Segment Open

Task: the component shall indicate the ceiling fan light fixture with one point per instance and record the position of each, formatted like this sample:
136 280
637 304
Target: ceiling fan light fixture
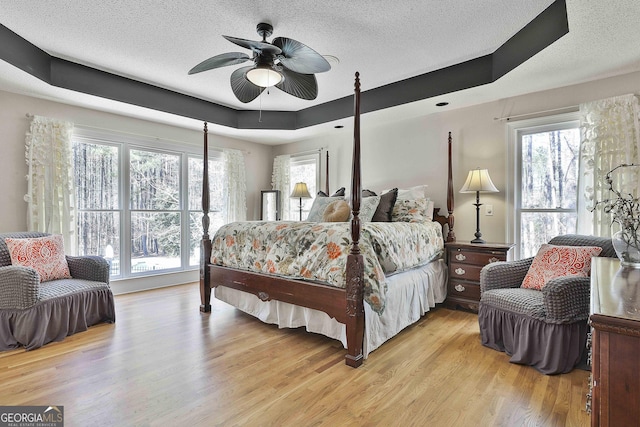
264 76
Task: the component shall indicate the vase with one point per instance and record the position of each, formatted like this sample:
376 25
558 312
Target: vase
628 251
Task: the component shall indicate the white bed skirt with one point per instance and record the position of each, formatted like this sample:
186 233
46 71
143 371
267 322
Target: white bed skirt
410 295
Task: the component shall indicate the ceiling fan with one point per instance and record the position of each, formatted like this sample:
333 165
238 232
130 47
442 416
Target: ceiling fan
285 63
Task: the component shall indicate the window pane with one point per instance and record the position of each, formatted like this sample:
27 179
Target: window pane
538 228
302 172
99 234
155 241
155 180
549 169
96 169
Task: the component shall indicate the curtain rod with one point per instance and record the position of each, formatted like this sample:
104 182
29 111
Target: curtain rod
220 149
317 150
569 109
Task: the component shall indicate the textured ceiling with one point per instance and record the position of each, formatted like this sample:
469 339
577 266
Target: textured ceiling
158 42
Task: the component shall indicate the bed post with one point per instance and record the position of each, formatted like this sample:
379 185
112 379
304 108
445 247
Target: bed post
326 182
205 243
451 236
355 263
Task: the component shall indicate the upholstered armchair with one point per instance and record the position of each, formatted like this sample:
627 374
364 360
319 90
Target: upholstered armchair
34 312
546 328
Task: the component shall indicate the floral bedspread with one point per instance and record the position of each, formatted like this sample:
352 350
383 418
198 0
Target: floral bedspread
318 251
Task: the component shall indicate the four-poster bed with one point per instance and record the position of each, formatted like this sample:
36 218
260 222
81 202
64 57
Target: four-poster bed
342 306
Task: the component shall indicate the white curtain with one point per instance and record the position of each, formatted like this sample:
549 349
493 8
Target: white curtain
280 180
610 136
50 198
236 185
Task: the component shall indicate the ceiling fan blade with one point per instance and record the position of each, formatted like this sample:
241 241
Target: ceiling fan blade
223 60
302 86
299 57
242 88
258 47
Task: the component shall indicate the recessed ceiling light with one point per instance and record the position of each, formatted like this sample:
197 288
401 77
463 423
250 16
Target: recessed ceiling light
333 60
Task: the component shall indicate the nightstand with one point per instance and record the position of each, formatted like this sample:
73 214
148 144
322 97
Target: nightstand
465 261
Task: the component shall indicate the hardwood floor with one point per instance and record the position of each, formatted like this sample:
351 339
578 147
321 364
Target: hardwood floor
163 363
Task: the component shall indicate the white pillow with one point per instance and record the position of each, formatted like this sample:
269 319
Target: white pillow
316 212
417 192
368 206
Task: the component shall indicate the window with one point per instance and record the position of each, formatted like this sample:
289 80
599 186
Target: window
303 168
546 182
139 202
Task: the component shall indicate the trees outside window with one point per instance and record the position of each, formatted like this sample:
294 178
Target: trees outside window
139 207
546 183
303 168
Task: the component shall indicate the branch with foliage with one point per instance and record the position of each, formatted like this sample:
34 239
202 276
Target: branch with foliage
624 209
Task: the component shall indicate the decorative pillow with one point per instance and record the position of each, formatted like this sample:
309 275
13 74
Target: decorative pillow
338 193
336 211
411 210
319 205
557 261
43 254
368 207
385 207
417 192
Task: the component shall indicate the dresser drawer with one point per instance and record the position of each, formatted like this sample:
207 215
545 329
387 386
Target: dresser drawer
478 258
464 290
465 271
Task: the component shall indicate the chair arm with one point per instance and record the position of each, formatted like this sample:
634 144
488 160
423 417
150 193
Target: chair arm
504 274
89 268
566 299
18 287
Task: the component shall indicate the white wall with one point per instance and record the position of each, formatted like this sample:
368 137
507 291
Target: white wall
14 124
414 151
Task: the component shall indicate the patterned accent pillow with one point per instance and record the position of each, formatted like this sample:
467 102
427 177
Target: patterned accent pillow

Segment Closed

▶ [Brief]
Select every line of the material above holding the word "patterned" and copy it.

▶ [Final answer]
Task: the component shall indicate the patterned accent pillow with one point per instance and record the position of each, formatted like this sample:
Target: patterned accent pillow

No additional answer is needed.